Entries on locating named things
━━━━━━━━━━━━━━━━━━━━

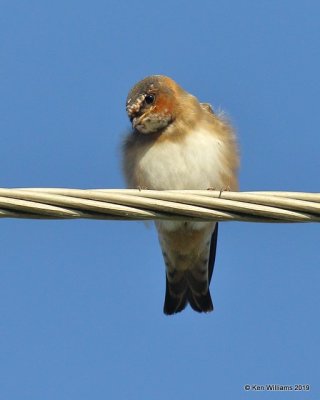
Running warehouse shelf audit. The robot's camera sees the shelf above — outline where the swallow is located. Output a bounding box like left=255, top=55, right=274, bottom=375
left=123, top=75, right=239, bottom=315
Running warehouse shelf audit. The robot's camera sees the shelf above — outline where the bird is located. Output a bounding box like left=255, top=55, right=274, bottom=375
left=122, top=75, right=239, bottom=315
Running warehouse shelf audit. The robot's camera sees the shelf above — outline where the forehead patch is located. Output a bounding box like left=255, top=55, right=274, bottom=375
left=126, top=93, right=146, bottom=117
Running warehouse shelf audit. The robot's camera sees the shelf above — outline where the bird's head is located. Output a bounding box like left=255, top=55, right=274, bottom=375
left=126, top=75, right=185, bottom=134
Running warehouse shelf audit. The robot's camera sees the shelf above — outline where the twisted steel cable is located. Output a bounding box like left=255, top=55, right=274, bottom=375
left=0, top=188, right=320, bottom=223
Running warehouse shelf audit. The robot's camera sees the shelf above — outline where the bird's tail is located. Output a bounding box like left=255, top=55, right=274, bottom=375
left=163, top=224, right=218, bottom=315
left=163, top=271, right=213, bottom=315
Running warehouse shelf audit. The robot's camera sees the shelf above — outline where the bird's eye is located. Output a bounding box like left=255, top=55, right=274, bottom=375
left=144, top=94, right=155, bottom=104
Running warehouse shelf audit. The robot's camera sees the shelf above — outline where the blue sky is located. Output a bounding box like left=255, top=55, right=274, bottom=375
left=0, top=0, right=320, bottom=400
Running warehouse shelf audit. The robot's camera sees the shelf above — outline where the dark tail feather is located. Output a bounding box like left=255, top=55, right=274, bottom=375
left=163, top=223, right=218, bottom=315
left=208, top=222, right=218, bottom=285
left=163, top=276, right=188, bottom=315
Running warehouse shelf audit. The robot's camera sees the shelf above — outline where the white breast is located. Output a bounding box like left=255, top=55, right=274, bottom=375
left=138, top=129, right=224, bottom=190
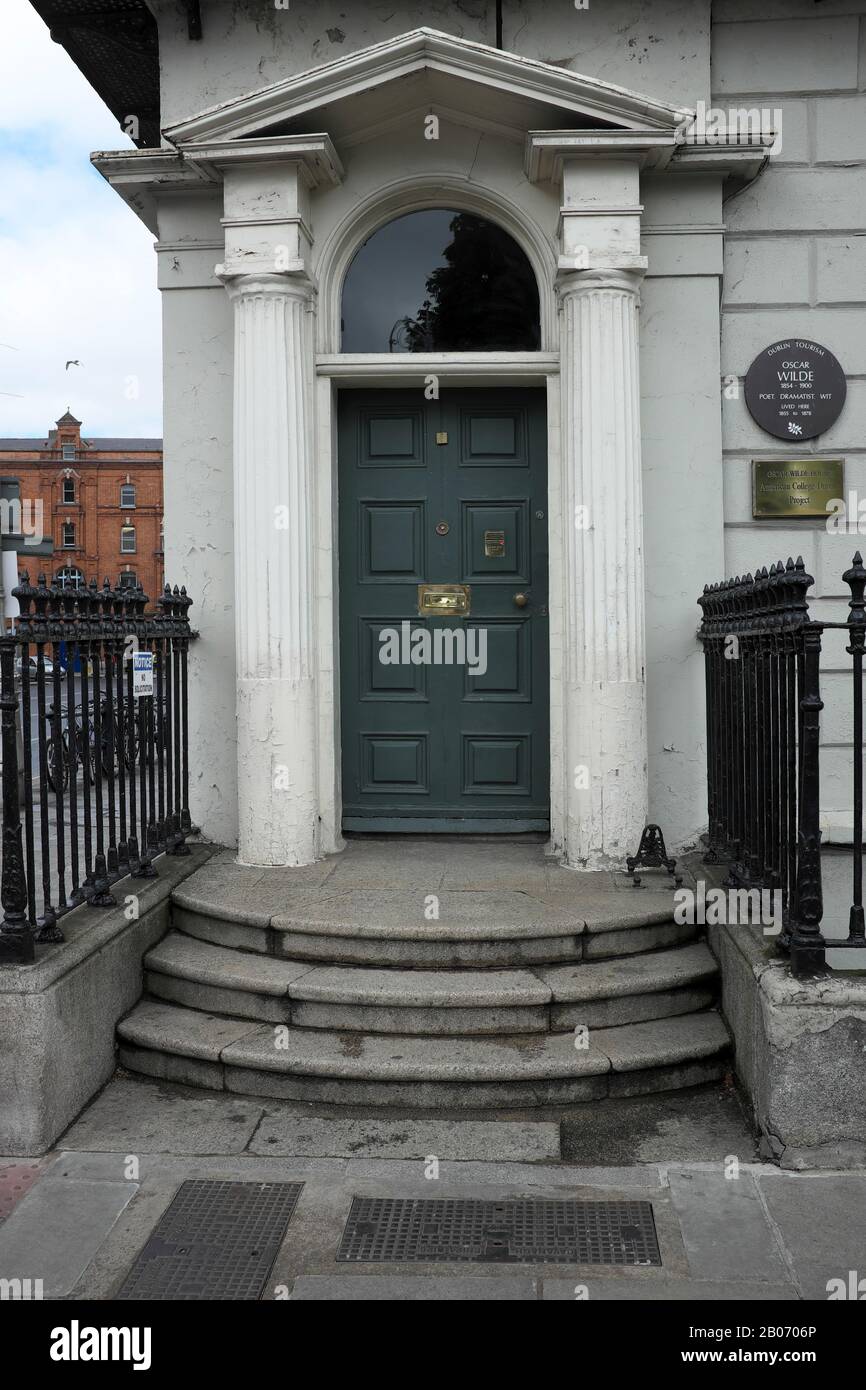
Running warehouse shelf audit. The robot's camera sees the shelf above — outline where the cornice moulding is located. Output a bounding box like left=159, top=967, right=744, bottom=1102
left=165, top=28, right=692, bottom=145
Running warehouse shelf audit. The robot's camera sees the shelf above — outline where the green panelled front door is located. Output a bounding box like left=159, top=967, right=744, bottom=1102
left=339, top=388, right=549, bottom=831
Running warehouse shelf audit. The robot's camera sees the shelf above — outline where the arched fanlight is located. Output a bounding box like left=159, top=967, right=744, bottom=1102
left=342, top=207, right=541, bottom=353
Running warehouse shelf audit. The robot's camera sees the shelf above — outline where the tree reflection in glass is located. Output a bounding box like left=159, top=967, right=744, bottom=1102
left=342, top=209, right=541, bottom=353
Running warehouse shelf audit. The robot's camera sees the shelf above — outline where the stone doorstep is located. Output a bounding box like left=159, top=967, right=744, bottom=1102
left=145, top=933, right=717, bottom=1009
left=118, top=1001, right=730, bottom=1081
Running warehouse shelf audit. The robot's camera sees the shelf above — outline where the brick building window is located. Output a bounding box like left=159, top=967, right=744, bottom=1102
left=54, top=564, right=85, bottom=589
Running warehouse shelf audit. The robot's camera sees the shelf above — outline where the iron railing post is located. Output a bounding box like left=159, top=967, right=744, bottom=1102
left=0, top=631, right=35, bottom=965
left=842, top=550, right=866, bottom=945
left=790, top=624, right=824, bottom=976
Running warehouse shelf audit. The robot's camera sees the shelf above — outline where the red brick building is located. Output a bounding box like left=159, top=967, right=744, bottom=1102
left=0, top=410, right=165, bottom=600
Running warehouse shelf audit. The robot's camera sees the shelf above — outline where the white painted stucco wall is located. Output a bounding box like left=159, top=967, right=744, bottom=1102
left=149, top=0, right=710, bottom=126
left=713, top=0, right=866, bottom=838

━━━━━━━━━━━━━━━━━━━━

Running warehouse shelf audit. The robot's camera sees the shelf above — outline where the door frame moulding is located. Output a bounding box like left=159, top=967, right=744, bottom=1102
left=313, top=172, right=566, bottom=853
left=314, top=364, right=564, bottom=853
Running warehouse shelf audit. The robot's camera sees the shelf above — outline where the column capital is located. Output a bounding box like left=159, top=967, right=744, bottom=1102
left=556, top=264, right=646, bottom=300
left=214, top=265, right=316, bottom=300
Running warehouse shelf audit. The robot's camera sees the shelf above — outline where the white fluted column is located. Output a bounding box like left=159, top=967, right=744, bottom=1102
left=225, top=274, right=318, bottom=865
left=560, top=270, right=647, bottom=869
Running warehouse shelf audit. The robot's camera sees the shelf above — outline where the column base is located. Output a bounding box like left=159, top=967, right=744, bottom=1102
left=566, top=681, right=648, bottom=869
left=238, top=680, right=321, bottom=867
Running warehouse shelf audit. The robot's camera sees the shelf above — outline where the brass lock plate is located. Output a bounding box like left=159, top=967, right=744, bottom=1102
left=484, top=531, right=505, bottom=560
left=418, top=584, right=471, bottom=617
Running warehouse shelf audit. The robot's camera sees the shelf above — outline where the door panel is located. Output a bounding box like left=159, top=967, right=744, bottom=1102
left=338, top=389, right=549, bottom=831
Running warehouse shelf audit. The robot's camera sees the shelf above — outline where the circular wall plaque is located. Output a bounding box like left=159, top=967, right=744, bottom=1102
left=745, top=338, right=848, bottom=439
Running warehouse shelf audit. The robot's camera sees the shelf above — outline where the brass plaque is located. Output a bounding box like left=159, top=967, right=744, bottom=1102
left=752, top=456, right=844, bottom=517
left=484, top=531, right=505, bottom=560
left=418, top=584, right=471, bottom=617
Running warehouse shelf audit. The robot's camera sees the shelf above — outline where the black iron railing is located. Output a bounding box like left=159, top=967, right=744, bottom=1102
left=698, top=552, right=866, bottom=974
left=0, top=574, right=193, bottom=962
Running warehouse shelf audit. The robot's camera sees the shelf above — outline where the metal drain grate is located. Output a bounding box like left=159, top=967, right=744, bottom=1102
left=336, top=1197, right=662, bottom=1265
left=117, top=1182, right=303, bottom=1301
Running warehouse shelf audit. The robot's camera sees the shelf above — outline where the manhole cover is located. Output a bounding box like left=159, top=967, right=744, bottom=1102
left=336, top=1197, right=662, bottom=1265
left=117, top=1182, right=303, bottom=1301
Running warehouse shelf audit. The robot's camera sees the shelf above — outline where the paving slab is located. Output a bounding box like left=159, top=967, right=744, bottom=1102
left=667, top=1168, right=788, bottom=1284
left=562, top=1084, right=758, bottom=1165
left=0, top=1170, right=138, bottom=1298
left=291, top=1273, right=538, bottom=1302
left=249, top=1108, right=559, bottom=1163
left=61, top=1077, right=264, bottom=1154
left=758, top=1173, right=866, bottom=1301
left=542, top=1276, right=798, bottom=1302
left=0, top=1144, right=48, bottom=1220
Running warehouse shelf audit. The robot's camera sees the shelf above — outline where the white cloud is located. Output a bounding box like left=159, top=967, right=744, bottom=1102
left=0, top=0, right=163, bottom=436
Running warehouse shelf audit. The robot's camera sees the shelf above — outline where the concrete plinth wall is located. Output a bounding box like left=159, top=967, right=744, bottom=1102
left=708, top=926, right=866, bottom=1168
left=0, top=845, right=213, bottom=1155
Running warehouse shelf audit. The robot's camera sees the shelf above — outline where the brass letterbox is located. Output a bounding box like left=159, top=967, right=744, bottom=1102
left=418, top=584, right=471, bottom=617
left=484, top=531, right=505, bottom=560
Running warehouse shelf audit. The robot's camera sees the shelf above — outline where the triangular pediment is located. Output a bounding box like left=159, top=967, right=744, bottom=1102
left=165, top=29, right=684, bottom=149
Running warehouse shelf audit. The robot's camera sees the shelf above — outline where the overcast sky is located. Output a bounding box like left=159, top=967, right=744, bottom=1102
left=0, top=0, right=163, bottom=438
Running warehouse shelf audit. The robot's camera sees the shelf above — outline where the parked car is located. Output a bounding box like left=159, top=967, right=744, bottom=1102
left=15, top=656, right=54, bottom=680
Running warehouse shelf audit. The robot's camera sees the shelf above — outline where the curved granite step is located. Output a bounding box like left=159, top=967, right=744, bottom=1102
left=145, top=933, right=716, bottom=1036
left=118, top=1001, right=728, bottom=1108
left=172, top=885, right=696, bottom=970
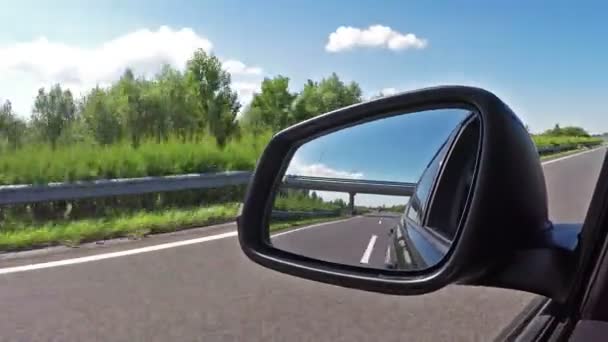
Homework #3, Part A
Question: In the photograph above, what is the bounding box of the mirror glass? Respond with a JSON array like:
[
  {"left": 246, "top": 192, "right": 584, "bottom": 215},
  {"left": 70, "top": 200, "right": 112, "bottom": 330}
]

━━━━━━━━━━━━━━━━━━━━

- **TASK DETAILS**: Reproduce the stretch of lines from the one containing "where the blue" through the one containing "left=342, top=207, right=541, bottom=353", including both. Omit the pictures.

- **TASK ANSWER**:
Running warehouse shelf audit. The robot's camera sees the shelf above — outline where the blue sky is located. Output a bounding box like left=255, top=55, right=274, bottom=375
left=0, top=0, right=320, bottom=400
Running warehouse shelf audit. The robot's camera sees the shelf above — outline where the dark tail feather is located. Output a bounding box like left=255, top=55, right=274, bottom=375
left=163, top=223, right=218, bottom=315
left=208, top=222, right=218, bottom=285
left=163, top=276, right=188, bottom=315
Running warehouse shelf audit. The robot's camera sees the shelf above — outline where the white breast is located. Output a bounding box like left=255, top=55, right=274, bottom=375
left=138, top=129, right=224, bottom=190
Running warehouse shelf audit. The robot's camera sees the shelf above — outline where the cornice moulding is located. Output a bounding box like left=159, top=967, right=744, bottom=1102
left=165, top=28, right=692, bottom=145
Running warehouse shelf audit. The robot's camera sees the shelf above — outline where the green panelled front door is located. Output a bounding box like left=159, top=967, right=744, bottom=1102
left=339, top=388, right=549, bottom=831
Running warehouse shelf audit. The robot's camera sees the shelf above — outline where the arched fanlight is located. Output a bounding box like left=159, top=967, right=744, bottom=1102
left=342, top=207, right=541, bottom=353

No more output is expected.